— Start —
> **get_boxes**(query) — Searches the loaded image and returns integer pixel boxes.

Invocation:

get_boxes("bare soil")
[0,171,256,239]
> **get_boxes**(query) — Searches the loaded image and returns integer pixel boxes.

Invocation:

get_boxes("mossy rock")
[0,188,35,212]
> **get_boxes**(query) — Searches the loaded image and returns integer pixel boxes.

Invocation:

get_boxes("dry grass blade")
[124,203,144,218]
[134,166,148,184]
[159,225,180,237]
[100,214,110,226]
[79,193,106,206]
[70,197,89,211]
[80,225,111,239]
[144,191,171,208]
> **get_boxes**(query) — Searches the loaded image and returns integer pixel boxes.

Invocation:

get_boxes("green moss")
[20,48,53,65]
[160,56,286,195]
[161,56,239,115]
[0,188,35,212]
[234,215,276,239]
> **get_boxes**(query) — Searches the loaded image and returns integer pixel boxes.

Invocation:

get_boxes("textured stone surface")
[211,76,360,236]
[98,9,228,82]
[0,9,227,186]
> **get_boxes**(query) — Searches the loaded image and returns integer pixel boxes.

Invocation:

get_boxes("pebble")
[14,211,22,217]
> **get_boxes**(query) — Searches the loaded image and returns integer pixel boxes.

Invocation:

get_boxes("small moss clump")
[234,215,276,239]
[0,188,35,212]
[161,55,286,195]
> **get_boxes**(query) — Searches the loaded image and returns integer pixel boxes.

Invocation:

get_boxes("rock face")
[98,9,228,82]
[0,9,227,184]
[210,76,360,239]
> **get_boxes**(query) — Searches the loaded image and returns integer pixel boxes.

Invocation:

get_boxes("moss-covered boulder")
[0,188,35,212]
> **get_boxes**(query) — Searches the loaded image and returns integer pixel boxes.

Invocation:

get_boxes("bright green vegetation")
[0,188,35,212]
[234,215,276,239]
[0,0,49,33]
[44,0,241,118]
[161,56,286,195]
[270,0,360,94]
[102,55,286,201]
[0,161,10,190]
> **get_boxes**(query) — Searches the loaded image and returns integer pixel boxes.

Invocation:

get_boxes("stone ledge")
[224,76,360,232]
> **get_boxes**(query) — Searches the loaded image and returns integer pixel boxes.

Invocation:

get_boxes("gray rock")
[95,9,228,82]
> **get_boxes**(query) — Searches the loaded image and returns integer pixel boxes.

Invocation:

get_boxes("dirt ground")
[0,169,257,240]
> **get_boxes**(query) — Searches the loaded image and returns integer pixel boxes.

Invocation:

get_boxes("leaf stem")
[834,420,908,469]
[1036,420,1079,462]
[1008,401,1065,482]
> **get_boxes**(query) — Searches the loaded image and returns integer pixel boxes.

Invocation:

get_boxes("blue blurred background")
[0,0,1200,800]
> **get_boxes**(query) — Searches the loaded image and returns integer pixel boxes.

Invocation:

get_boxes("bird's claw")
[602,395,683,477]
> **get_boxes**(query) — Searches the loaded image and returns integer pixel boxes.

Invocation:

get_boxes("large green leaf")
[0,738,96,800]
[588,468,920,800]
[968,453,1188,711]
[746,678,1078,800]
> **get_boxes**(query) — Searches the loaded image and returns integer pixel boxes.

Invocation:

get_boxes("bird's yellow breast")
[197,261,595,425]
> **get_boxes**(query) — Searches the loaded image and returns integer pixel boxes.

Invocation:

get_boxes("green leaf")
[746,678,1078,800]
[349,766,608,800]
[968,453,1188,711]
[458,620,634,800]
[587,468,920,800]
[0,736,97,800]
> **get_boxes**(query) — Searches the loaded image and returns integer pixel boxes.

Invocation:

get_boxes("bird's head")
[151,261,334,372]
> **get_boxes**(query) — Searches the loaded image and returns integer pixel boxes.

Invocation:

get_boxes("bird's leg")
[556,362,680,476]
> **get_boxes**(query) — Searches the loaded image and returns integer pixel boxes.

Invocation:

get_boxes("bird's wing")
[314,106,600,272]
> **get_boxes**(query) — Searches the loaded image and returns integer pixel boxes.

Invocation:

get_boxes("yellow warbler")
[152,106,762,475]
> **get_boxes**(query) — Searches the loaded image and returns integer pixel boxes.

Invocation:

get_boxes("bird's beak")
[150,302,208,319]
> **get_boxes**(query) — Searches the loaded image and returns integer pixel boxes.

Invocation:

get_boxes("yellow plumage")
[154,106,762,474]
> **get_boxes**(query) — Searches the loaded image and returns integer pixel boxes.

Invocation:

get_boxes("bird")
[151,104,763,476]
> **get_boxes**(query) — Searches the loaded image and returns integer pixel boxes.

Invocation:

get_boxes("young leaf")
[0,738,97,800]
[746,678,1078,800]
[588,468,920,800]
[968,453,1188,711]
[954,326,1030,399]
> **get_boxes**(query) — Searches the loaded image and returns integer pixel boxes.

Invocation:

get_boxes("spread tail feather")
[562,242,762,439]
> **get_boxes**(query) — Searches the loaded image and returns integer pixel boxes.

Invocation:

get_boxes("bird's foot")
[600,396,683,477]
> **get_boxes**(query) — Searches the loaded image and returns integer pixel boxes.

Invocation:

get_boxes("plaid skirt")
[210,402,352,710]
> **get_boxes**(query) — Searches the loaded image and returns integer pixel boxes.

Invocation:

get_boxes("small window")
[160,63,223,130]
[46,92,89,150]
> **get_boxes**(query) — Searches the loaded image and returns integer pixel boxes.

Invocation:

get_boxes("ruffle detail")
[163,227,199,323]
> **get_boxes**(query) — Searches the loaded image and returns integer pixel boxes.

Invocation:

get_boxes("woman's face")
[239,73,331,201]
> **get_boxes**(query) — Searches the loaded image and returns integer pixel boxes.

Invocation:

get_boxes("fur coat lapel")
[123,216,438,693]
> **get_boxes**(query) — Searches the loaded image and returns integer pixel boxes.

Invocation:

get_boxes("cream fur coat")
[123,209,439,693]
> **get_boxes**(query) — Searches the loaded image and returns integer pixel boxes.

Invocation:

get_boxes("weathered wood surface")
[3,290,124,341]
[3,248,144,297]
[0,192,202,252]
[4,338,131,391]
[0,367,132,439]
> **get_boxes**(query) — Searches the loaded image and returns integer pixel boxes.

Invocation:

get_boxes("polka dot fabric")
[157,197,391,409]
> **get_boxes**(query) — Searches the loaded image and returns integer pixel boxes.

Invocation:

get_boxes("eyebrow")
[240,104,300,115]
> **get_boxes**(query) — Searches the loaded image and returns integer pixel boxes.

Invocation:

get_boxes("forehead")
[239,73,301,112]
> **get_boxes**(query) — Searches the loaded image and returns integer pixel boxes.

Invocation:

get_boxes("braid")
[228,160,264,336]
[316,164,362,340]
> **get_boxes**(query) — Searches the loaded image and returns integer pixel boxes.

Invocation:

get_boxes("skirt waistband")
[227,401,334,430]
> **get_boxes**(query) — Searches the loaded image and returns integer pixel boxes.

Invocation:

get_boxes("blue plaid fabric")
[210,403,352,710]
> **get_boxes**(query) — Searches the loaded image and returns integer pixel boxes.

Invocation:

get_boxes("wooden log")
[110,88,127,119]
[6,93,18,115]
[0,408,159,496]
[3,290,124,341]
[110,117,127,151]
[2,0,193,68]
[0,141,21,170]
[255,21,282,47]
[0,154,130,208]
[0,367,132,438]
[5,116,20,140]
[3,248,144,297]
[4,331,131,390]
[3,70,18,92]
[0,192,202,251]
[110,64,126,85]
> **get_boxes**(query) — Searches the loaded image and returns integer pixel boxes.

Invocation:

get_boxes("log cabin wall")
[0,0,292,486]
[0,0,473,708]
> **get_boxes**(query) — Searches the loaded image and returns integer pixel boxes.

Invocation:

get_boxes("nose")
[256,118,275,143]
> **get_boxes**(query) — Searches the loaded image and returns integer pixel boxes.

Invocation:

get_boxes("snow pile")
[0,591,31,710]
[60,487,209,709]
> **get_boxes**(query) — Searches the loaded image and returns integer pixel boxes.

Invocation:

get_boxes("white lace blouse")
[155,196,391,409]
— End —
## WORK TO BE COMPLETED
Please write out, unchanged, the part of the material that opens with its first line and closes with the line containing "[144,191,171,208]", both ends included.

## TASK ANSWER
> **get_boxes**(query) — Searches the loaded image and returns integer pixel boxes.

Invocation:

get_boxes("bare soil")
[0,171,256,239]
> **get_boxes**(query) — Searches the loaded image and returns integer pixel boxes.

Invocation:

get_boxes("mossy rock")
[0,188,35,212]
> **get_boxes**(query) — Searches the loaded image and returns integer pixel boxes.

Invocation:

get_boxes("dry grass blade")
[124,203,144,218]
[134,166,148,184]
[159,225,180,237]
[100,214,110,226]
[79,193,106,206]
[70,197,89,211]
[80,225,111,239]
[144,191,171,208]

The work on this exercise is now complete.